A regular column of developments around the country

Federal Developments

Discrimination on the ground of 'drug addiction'

The Howard Government has recently announced that it proposes to amend the Disability Discrimination Act 1992 (Cth) (DDA) to permit discrimination on the ground of 'drug addiction'. This amendment should be opposed for three key reasons.

1. Permitting such discrimination is unwarranted and unnecessary

The current interpretation of 'disability' to include 'drug addiction' as a prohibited ground of discrimination does not vest a person with a drug addiction with any more rights or protections than those afforded to a person without an addiction; it merely ensures that people with a drug addiction are protected from discriminatory behaviours that are unwarranted or unnecessary. It also ensures that people with a drug addiction can compete on a rational basis in the market for employment, goods, ser­ vices, accommodation and the like.

It is important to differentiate between a 'valid justification' for discriminatory treatment and discriminatory treatment that is based on stereotypes and prejudices. Just as it would be unlawful to dismiss an Aboriginal employee on the basis of their Aboriginality but not to dismiss that person on the basis of serious misconduct, so too it should be unlawful to dismiss or discriminate against a person with a drug addiction on the basis of that addiction, but legitimate to dismiss for misconduct. As the DDA already stands, it is not unlawful to discriminate against a person on the ground of drug addiction if, by reason of that addiction, the person is unable to carry out the inherent requirements of the job.

2. Permitting such discrimination is contrary to international human rights law

The norm of non-discrimination is entrenched in international human rights law. The norm is intended to protect individuals and groups, particularly marginalised or disadvantaged individuals and groups, from unfair or unjust treatment. Its very purpose is to set a minimum standard for the treatment of people; a purpose which is undermined if government legislates such that this standard does not apply to certain classes of people.

The obligation of the Australian Government to guarantee equal and effective protection against discrimination is set out in article 26 of the Inter­ national Covenant on Civil and Political Rights ('ICCPR'). According to both the United Nations Human Rights Committee and the United Nations Working Group on the Protection and Promotion of the Rights and Dignity of Persons with Disabilities, this article prohibits discrimination on the ground of 'disability', including 'drug addiction'.

The ICCPR entered into force in Australia on 13 August 1980. The pro­ posed amendment of the DDA would constitute a direct violation of Australia's implementation and protection obligations under international human rights law.
● ● ●
- **WRITTEN INSTRUCTION A**
In the article on discrimination on the ground of drug addiction, retype the passage from "The current interpretation" up to and including "and the like.".
- **WRITTEN INSTRUCTION B**
According to the article on discrimination on the ground of drug addiction, on what date did the ICCPR enter into force in Australia?

- **DATA RECORDS**
● ● ●
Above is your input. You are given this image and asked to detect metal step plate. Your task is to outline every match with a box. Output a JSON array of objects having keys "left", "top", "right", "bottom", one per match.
● ● ●
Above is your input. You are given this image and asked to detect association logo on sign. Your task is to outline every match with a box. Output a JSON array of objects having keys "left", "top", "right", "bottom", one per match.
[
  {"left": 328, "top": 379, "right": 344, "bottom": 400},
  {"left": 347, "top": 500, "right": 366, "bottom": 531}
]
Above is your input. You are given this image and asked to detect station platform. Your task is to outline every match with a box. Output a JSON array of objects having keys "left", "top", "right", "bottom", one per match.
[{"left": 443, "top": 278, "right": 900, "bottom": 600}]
● ● ●
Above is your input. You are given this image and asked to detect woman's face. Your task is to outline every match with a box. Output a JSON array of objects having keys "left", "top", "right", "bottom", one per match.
● ● ●
- **FULL OUTPUT A**
The current interpretation of 'disability' to include 'drug addiction' as a prohibited ground of discrimination does not vest a person with a drug addiction with any more rights or protections than those afforded to a person without an addiction; it merely ensures that people with a drug addiction are protected from discriminatory behaviours that are unwarranted or unnecessary. It also ensures that people with a drug addiction can compete on a rational basis in the market for employment, goods, ser­ vices, accommodation and the like.

- **FULL OUTPUT B**
13 August 1980